-- Page text --

/---

The leading term in the effective Lagrangian (\ref{effective})
can be obtained from the Feynman diagram in Fig. 1.
This term is similar to the Chern-Simons term but it couples two
different gauge fields. We call this a mutual Chern-Simons term.
It leads to mutual fractional statistics and is believed to be
realized in a layered Hall system
exhibiting a filling factor of even denominator \cite{wilczek}.
One can see easily that the mutual Chern-Simons term in
$\uv\times\ua$ theory is the only term in perturbation theory which
breaks $Z_2$ in the effective action.
Had we chosen $Z_2$-invariant Pauli-Villars regulator, we would have
gotten Chern-Simons terms for each gauge  fields breaking
parity.


The radiative generation of the mutual Chern-Simons term is also
noted in references \cite{mavromatos},
where they argued
that $\uv\times\ua$ arises in a model of dynamical holes in a
planar quantum antiferromagnet in the large spin and small doping
limit.
But, here, we point out the origin of the mutual Chern-Simons
term in (\ref{effective}) is $Z_2$ anomaly and we argue that
one can not avoid it in parity-invariant
theories in 2+1 dimensions because
the parity-invariant regulator necessary breaks $Z_2$.




Due to the mutual Chern-Simons term,
fermions get a fractional spin  $s={1\over N}$ by the usual
Aharanov-Bohm effect \cite{wilczek1}.
At long distances a particle
carrying unit (axial) charge $g$ will look like a localized
vortex of magnetic flux $\Phi=2\pi/eN$ (modulo a sign which is
not important here) for a particle of unit (vector) charge $e$.
Therefore a fermion orbiting around another fermion will get
a   Aharanov-Bohm phase $e\Phi$ and thus the induced spin
$s=e\Phi/2\pi={1\over N}$.
The spin of the
four-component spinors is invariant under parity:
\be
s=\int {\rm d}^2x \Psi^{\dagger}
  {i\over4}\left[\gamma_1,\gamma_2\right]\Psi
  \stackrel{P}\longmapsto
\int {\rm d}^2x \left(\gamma_1\gamma_5 \Psi\right)^{\dagger}
  {i\over4}\left[\gamma_1,\gamma_2\right]
  \left(\gamma_1\gamma_5\Psi\right)=s
\ee
The induced spin for a four-component fermion therefore does not
break parity. This is not the case for the two-component
fermion which can have only one direction for spin,
while the four-component fermion has two two-component spinors
which have spins of opposite direction.

\---

-- Data excerpts --
/---

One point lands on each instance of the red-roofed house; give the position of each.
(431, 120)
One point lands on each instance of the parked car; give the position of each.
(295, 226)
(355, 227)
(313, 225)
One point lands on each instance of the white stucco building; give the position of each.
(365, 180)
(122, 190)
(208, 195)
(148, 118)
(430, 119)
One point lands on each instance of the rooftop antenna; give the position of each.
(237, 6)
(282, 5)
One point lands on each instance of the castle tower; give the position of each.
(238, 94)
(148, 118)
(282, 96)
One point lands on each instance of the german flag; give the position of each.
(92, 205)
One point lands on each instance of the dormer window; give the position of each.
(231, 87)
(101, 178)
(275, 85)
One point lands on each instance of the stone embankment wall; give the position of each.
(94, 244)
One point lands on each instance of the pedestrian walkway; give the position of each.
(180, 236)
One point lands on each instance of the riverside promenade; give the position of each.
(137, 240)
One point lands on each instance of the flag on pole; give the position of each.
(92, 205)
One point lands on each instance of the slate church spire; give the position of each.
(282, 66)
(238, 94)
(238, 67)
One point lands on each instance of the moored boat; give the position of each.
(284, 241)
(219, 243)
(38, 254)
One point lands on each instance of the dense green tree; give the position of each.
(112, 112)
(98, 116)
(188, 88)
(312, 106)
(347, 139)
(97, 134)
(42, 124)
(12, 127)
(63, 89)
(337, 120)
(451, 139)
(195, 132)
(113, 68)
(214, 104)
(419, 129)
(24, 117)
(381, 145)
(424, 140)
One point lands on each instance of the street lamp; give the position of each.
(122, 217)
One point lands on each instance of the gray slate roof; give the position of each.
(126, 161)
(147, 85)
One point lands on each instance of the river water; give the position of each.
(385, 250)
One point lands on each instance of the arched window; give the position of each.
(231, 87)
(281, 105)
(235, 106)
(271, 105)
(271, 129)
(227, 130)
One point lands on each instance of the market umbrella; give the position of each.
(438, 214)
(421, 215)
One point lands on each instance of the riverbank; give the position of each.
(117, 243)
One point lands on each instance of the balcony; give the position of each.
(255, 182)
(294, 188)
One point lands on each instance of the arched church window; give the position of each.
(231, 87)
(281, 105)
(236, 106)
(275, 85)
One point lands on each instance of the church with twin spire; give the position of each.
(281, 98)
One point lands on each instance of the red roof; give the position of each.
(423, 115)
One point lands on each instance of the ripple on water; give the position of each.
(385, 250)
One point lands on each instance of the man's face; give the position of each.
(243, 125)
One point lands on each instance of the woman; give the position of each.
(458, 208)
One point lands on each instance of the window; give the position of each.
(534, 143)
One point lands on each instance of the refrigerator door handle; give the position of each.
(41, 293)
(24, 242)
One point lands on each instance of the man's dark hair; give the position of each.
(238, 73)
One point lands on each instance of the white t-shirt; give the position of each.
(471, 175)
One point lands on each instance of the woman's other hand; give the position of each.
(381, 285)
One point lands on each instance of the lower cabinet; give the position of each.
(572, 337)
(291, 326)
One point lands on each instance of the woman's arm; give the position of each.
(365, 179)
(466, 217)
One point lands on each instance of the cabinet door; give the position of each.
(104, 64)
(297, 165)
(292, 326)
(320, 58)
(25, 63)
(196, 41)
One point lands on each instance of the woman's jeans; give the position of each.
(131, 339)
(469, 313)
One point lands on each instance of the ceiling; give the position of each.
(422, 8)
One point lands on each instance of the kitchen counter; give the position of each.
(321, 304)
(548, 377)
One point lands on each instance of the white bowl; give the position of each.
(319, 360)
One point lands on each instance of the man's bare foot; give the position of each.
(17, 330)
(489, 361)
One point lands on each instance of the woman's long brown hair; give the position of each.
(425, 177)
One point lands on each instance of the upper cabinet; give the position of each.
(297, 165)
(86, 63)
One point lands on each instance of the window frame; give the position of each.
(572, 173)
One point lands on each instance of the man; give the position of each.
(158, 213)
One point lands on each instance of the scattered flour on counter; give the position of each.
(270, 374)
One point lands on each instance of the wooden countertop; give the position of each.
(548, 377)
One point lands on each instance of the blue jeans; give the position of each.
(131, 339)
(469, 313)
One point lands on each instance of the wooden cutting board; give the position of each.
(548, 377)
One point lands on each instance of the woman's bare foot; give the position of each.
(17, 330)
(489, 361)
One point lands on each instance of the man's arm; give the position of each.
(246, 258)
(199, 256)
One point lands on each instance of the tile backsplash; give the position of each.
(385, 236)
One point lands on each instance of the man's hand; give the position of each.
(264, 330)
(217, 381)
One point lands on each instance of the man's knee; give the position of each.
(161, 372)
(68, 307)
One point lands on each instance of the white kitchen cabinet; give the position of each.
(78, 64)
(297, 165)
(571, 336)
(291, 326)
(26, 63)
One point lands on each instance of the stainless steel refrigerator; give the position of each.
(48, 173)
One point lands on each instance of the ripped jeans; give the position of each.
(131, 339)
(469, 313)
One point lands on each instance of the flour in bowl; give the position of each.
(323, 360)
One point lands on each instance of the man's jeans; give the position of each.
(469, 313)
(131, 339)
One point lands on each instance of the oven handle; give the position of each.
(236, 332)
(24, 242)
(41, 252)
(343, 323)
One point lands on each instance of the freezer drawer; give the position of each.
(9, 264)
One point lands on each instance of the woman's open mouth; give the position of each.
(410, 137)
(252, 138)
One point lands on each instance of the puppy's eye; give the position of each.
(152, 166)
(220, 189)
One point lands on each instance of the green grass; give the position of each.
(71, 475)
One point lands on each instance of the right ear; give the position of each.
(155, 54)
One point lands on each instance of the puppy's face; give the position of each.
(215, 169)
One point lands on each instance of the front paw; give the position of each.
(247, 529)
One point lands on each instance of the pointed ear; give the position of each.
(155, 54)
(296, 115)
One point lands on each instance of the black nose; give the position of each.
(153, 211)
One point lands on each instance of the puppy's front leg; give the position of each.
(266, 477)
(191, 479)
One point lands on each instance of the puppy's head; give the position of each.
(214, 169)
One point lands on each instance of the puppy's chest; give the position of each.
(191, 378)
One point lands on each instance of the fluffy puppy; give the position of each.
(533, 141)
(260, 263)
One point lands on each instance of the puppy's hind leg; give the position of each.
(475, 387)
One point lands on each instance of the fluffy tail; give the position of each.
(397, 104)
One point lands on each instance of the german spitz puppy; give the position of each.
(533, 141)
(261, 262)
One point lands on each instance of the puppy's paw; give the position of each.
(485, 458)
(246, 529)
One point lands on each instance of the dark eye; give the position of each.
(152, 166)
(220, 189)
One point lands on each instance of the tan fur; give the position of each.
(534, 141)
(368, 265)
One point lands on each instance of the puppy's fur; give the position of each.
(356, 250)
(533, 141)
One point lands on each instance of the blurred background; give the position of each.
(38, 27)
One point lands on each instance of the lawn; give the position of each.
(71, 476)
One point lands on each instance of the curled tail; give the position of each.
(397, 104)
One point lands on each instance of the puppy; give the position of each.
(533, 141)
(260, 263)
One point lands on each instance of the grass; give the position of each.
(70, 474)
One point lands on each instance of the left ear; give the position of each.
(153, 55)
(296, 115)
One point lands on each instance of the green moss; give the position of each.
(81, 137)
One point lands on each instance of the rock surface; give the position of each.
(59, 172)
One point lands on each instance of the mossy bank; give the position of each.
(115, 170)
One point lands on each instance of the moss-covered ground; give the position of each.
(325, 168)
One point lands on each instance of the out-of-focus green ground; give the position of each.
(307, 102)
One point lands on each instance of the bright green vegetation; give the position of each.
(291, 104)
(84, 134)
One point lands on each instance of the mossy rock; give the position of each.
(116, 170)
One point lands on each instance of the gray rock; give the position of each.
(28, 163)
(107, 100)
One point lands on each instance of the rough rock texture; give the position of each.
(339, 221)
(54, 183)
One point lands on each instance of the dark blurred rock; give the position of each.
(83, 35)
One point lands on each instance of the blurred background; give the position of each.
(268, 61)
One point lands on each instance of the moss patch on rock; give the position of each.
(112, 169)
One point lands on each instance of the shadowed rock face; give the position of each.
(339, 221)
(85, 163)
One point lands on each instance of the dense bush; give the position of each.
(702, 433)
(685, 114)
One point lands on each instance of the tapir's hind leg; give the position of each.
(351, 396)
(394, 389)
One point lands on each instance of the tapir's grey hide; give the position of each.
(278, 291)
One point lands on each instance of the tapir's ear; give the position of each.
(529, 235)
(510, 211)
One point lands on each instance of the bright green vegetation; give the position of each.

\---

-- List of tasks --
A: According to the passage on the mutual Chern-Simons term, in what kind of system is this term believed to be realized?
B: List every citation key that appears inside a \cite command in the passage on the mutual Chern-Simons term.
C: Write a continuation of the passage on the mutual Chern-Simons term, starting right after its final sentence.
The material placed alongside the text is separate from it.

-- Task results --
A: In a layered Hall system exhibiting a filling factor of even denominator.

B: wilczek, mavromatos, wilczek1

C:
The parity-violating Chern-Simons term
affects the dynamical generation of parity-even
mass for fermion in a rather interesting way \cite{hong, kondo}.
It tends to break parity maximally. Namely,
it reduces both of critical flavor number for mass generation
and the magnitude of mass itself. We study how       the
(radiatively generated) mutual Chern-Simons term affects
the dynamical generation of parity-even fermion mass.
According to a general theorem by Vafa and Witten
\cite{vafa, park}, parity-odd
fermion mass cannot      be generated dynamically in a
parity-invariant $ \uv \times \ua$ model.
We use the $1/N$ expansion,
since it not only gives a systemmatic way of treating
nonperturbative phenomena but also softens the IR divergences of
perturbative three-dimensional gauge theories \cite{pisa}.
To have a well-defined field theory in large flavor ($N$)
limit, we keep $\alv\equiv e^2N$ and $\ala\equiv g^2N$ finite as $N$
goes to infinity.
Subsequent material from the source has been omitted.